Итак, Павел одержал верх; но его положение в принятой им политической комбинации, где он хотел играть главную роль, от этого не улучшилось. Конечно, занятие Мальты французами известным образом оправдывало его решение действовать заодно с остальными их противниками. Он предвидел, что этот шаг повлечет за собой другие события, которые станут более непосредственно угрожать интересам самой России. Он уже видел Бонапарта на пути к Константинополю! Но под предлогом стремления остановить этого разрушителя европейского порядка в его преступной работе, царь стал ему подражать! Он сам расшатывал опору здания! Это значило стать одним из защитников Бонапарта. Неожиданное преобразование, так самовластно навязанное древнему, уважаемому ордену, делало также странным участие автора преступления в противореволюционной коалиции. Создавая ему с этой стороны безвыходные затруднения, оно толкало его в противоположный лагерь, куда он неизбежно должен был перейти в недалеком будущем. Другие мотивы, которые приводил себе Павел, чтобы все-таки принять участие в австро-английской коалиции, имели не больше значения.
Это был опять польский вопрос. В нем великодушие Павла ограничивалось исторической критикой разделов и, хотя из внимания к Пруссии или из желания не закрывать себе путь к России, республиканское правительство соблюдало здесь большую осторожность, по крайней мере, с тех пор, как оно приняло серьезный вид, некоторые факты, за которые оно являлось ответственным, могли, однако, возбудить подозрения в участниках дележа. Директория вела политику, иногда полную осторожности, но очень часто лишенную постоянства. По Базельскому трактату она лишила себя права вмешательства в пользу польской независимости; но в следующем месяце, в мае 1795 года, один из самых предприимчивых польских патриотов, Иосиф Выбицкий, приехав в Париж, получил там если не обещания содействия, то, по крайней мере, одобрение, возбудившее в Варшаве надежды, а у других подозрения, одинаково не оправдавшиеся. После того, во время первого итальянского похода, Бонапарт пошел дальше. Принимавший участие в походе поляк, Иосиф Сульковский, находился в числе его адъютантов и в письме, адресованном 15 сентября 1796 года из штаб-квартиры в Леньяно одному из своих товарищей, Михаилу Огинскому, он передавал нижеследующие слова, только что слышанные им из уст главнокомандующего: «Напишите вашим соотечественникам, что я люблю поляков и очень их уважаю; что раздел Польши представляет собой акт беззакония, который нельзя защищать; что, окончив войну в Италии, я сам двинусь во главе французов, чтобы заставить Россию восстановить Польшу…»

Предоставленные материалы:
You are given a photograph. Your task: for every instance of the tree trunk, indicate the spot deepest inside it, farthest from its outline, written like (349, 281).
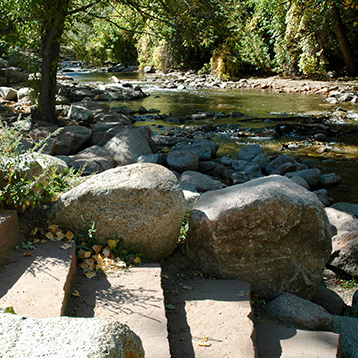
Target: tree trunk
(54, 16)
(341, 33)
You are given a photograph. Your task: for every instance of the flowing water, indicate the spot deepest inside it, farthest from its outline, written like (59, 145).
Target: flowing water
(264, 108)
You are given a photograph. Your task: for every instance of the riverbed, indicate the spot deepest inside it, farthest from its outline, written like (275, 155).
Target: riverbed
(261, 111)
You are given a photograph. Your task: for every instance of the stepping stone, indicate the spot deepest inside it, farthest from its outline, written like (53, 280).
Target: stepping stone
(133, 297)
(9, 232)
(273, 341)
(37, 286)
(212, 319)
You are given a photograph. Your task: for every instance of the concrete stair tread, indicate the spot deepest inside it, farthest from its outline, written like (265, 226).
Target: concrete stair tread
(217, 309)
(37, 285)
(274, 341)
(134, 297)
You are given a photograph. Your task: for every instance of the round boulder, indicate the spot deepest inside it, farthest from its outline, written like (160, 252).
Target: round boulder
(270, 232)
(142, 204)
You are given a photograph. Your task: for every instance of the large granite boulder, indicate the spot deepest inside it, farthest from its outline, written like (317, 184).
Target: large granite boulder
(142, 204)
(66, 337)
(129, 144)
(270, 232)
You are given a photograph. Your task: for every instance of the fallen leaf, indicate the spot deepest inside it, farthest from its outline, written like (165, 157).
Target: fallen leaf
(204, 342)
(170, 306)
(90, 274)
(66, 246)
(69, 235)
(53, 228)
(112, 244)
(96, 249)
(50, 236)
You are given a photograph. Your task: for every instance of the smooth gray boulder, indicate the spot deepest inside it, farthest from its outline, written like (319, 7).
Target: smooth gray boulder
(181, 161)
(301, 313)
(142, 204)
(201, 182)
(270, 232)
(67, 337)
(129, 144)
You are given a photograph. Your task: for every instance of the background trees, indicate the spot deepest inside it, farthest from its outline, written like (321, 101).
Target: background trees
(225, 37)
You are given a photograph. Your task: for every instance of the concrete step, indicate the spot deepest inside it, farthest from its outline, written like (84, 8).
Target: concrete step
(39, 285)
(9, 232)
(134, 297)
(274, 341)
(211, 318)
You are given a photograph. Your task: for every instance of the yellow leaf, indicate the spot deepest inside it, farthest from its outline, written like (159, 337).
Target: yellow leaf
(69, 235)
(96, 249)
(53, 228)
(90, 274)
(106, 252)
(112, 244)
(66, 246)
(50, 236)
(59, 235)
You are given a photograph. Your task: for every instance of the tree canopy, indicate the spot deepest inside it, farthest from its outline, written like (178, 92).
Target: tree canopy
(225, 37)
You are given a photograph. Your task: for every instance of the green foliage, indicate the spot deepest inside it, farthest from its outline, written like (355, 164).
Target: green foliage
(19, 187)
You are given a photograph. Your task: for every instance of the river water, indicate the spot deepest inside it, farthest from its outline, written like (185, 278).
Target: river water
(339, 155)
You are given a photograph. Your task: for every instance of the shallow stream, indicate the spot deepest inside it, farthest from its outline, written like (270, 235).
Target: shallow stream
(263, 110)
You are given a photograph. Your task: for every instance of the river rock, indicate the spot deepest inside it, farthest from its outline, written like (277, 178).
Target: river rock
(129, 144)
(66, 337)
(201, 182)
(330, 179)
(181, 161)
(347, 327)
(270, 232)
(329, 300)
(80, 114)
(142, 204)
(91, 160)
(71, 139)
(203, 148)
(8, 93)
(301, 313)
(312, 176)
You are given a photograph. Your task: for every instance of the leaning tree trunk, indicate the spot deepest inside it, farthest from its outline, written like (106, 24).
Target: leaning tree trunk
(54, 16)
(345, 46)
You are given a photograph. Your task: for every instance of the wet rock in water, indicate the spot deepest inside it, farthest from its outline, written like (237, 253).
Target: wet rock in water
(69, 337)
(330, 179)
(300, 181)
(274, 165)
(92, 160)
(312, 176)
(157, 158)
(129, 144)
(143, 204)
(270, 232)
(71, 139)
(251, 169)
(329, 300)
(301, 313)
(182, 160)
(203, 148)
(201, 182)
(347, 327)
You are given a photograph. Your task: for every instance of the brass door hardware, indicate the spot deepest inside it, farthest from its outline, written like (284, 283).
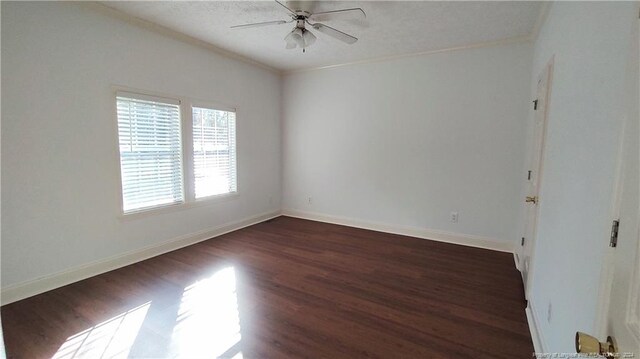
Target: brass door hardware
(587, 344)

--

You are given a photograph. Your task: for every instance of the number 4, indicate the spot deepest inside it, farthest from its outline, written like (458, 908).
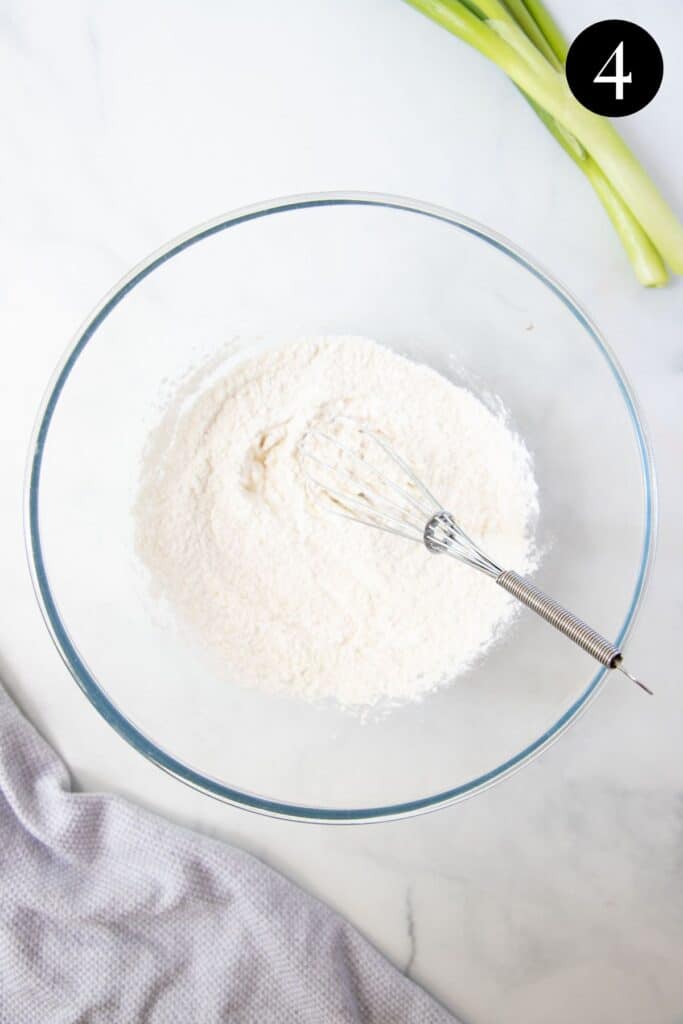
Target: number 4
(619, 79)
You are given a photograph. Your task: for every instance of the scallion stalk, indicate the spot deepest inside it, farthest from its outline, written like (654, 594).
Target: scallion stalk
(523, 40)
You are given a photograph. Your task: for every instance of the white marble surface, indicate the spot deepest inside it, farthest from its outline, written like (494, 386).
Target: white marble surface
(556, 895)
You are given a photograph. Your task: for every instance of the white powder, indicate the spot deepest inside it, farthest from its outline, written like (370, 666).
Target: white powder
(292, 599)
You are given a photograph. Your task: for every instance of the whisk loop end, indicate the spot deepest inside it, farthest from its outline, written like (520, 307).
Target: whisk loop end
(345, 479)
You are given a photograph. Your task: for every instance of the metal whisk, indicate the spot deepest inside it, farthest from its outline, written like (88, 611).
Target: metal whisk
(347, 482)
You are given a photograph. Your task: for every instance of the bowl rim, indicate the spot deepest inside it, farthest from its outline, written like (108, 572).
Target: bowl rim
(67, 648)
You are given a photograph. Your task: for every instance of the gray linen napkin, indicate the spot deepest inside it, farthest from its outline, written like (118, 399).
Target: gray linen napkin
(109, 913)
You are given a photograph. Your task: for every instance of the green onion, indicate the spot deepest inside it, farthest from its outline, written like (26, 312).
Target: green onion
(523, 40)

Формулировка задания: Напишите продолжение отрывка о политике Павла и польском вопросе, начав сразу после его последней фразы.

Ответ на задание:
Это были только пустые слова и, вероятно, несколько преувеличенные тем, кто их повторял. Однако, вследствие той магической силы, которая уже связывалась со словами и поступками великого человека, они породили целую героическую эпопею. Немного спустя образовались польские легионы. Генрих Домбровский сформировал один из них, и 9 января 1797 года он подписал конвенцию с республикой, по которой этот отряд, состоявший из 2000 человек, одетых в польскую форму, был принят на службу Франции, с правом пребывания в Италии. В марте Домбровский уже мечтает перейти в Галицию! Предварительные переговоры в Лебене обнаружили эти намерения, но отряд насчитывал теперь уже 7000 человек под своими знаменами и, следуя за французскими войсками в их победном шествии, покрыл себя славой. После взятия Неаполя, в январе 1798 года, Шампионне назначил поляка же, генерала Княжевича, для отвоза в Париж отбитых у неприятеля знамен, и в этот момент под ружьем было уже два легиона. В последующих жестоких боях они уменьшились до восьмисот человек, так как всегда были первые под огнем. В феврале 1800 года они были вновь сведены в один отряд. Но волонтеры прибывали, и уже в марте 1801 года снова появились два легиона, которые были использованы – один в Италии, другой на Рейне.
Эти подвиги сопровождались, конечно, усилением польских волнений, и Безбородко с беспокойством убеждался в их успехах на всей юго-западной границе империи. Сдерживаемые в присоединенных провинциях железным режимом, который, после первых проявлений либерализма Павла, уже не испытывал изменений, они распространялись в пограничных областях, от Буковины до Молдавии, от Боснии до Болгарии. Канцлер боялся, чтобы при поддержке Франции и усилении энергии пропаганды революционных идей они не проникли на русскую территорию, – по его словам, «это был бы конец всему». Но в этой опасности он видел именно основание к достижению соглашения с республикой. Вместо того чтобы силиться потушить вулкан, порождавший это движение, – предприятие трудное и опасное, перед которым спасовали другие, – не лучше ли было, раз вулкан становился доступным, войти с ним в соприкосновение и пойти на компромисс.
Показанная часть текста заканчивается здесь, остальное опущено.